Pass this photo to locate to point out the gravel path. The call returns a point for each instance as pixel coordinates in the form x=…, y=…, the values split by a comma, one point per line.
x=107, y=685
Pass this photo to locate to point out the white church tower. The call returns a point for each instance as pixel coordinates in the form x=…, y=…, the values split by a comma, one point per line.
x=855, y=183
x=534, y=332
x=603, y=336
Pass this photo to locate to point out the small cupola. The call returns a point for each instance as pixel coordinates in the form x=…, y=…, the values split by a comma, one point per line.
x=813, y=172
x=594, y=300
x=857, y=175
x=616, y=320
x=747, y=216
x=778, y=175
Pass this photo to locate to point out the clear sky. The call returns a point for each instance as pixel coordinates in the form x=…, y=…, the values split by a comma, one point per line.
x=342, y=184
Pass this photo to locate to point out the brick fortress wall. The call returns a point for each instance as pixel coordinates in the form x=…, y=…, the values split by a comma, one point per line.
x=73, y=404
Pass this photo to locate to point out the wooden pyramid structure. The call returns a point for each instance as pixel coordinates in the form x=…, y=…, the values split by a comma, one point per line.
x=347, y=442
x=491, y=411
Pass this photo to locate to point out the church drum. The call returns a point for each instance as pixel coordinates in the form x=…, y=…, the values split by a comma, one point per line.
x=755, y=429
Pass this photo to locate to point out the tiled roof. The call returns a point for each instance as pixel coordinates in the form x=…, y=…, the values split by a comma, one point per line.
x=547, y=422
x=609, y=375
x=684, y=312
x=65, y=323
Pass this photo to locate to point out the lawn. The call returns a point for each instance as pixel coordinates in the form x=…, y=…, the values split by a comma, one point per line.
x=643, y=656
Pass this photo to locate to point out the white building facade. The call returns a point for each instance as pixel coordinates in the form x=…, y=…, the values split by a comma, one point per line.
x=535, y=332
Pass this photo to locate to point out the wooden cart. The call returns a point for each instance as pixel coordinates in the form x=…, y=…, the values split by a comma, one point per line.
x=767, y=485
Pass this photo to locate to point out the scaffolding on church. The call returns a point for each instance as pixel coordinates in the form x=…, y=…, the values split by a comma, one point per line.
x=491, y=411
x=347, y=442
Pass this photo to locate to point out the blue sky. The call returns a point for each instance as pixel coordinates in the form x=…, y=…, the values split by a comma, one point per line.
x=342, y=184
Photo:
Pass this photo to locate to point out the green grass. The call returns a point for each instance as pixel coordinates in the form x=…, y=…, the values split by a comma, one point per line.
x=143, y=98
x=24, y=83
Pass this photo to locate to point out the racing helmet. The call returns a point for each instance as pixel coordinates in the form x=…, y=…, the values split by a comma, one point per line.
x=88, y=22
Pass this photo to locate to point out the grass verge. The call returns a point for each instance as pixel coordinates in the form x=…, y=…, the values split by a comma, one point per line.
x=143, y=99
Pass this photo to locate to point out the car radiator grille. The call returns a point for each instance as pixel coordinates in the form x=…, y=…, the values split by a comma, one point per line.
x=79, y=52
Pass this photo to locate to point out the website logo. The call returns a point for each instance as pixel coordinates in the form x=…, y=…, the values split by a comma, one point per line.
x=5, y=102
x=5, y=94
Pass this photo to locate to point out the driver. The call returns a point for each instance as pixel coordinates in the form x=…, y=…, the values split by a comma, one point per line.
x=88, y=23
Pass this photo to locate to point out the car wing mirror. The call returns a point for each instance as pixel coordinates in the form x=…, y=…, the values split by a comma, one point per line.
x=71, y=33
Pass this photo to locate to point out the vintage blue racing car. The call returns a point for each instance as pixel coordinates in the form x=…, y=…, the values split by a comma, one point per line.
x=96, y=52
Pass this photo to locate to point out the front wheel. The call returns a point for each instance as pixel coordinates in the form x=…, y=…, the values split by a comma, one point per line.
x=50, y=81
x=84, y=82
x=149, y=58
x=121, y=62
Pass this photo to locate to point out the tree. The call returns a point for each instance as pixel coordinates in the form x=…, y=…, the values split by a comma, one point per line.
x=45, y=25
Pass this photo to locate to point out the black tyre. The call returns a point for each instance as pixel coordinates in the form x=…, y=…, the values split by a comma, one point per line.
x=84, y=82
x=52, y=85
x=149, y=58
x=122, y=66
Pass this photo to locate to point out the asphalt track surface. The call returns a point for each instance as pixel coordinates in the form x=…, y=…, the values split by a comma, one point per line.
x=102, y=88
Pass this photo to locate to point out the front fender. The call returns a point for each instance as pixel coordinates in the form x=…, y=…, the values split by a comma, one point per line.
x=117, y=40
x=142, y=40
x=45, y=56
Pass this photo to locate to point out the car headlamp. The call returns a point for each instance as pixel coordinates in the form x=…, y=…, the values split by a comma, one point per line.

# # # # # # #

- _Given request_
Please repeat these lines, replacing "pixel coordinates" with "image coordinates" wherever it occurs and keeping everything else the same.

- _The reply_
Pass this photo to locate to point out the gravel path. The call returns a point for each instance as image coordinates in the form x=…, y=…, the values split by a comma, one point per line.
x=107, y=685
Pass this photo to locate to point out the white church tower. The call returns a point for each instance as image coordinates in the form x=…, y=…, the values split by a comma, one point per line.
x=855, y=183
x=534, y=332
x=603, y=336
Pass this photo to locate to point out the small cupola. The call returns a point for each instance as image coordinates in the form x=…, y=…, the values split by a comma, one point per line.
x=813, y=172
x=594, y=300
x=857, y=175
x=616, y=320
x=747, y=216
x=778, y=175
Pass this photo to locate to point out the clear sky. The call returns a point for each instance as image coordinates in the form x=…, y=…, the values split by a comma, one point per line.
x=342, y=184
Pass this photo to locate to point out the brick fortress wall. The call returns a point for each instance as image coordinates in the form x=…, y=…, the values split by a comma, one point per line.
x=73, y=404
Pass this photo to locate to point out the wooden pyramid structure. The call returns a point for each instance as image coordinates in the form x=…, y=…, the values split by a comma, one point per line.
x=347, y=442
x=491, y=411
Pass this photo to locate to point out the church drum. The call returns a point for each instance as image coordinates in the form x=…, y=…, the values split by a comma, one point per line.
x=755, y=429
Pass this photo to locate to point out the tiled roof. The call returns a point for each instance as image coordinates in the form x=…, y=…, the values split by a comma, one point per line.
x=547, y=422
x=609, y=375
x=684, y=312
x=65, y=323
Pass this photo to locate to point out the lawn. The call returns a point for each instance as image coordinates in the form x=…, y=…, the values split by a comma, one point per line.
x=643, y=656
Pass this photo to locate to point out the white building facade. The call returns a point for each instance as image coordinates in the form x=…, y=…, the values split by a comma, one point per line.
x=535, y=332
Pass this photo to locate to point out the wooden cart. The call returns a point for each instance as image coordinates in the form x=…, y=…, the values split by a comma, one point per line.
x=767, y=485
Pass this photo to locate to point out the scaffolding on church. The call returns a point for each instance as image coordinates in the form x=…, y=…, the values split by a comma, one point per line.
x=491, y=411
x=347, y=442
Pass this photo to locate to point out the blue sky. The call returns a point for each instance as image coordinates in the form x=…, y=…, the values split by a comma, one point per line.
x=342, y=184
Photo:
Pass this photo to locate to point out the green grass. The call returns a point for each instance as image coordinates in the form x=…, y=…, the values split by a comma, one point per line.
x=143, y=98
x=24, y=83
Pass this photo to locate to point out the racing helmet. The call returns a point for each instance as image coordinates in the form x=…, y=…, the values split by a comma, one point per line.
x=88, y=22
Pass this photo to locate to point out the grass verge. The call returns a point for each instance as image coordinates in the form x=…, y=…, the values split by a comma, one point per line.
x=143, y=99
Pass this photo to locate to point out the car radiator grille. The call returns a point for each instance as image coordinates in the form x=…, y=…, the values split by a comma, one point per line.
x=79, y=52
Pass this photo to locate to point out the website logo. The call returns a point for each instance as image coordinates in the form x=…, y=…, the values split by a comma, one point per line.
x=5, y=102
x=5, y=94
Pass this photo to locate to point out the driver. The call returns a point for each instance as image coordinates in the form x=…, y=…, the values split by a comma, one point per line.
x=88, y=23
Pass this photo to locate to point out the car wing mirror. The call returns a point for each instance as image coordinates in the form x=…, y=…, the values split by a comma, one point per line.
x=71, y=33
Pass this photo to locate to point out the vintage blue racing car. The call returns a point for each instance as image coordinates in the form x=…, y=…, the values split by a comma, one point per line.
x=96, y=52
Pass this photo to locate to point out the front wheel. The call returns a point for each instance as image coordinates in the form x=…, y=…, the values split by a comma, one point per line.
x=50, y=81
x=84, y=82
x=149, y=58
x=121, y=62
Pass this photo to locate to point out the tree. The call returns a point for each instance as image coordinates in the form x=…, y=…, the values split by a comma, one point per line.
x=45, y=25
Pass this photo to locate to point out the black tyre. The call returns a point for each instance as image coordinates in the form x=…, y=…, the values split by a comma, one point per line.
x=84, y=82
x=52, y=85
x=149, y=58
x=122, y=66
Pass this photo to locate to point out the asphalt track surface. The call returns a point for each instance as image coordinates in the form x=…, y=…, the values split by a comma, one point per line.
x=102, y=88
Pass this photo to locate to point out the front fender. The call returns a point for each instance as image coordinates in the form x=…, y=…, the values split by a comma, one point per line.
x=117, y=40
x=142, y=40
x=45, y=56
Pass this photo to locate to point out the car headlamp. The call returns a point for each instance as image coordinates in the form x=…, y=…, the values split by a comma, one point per line.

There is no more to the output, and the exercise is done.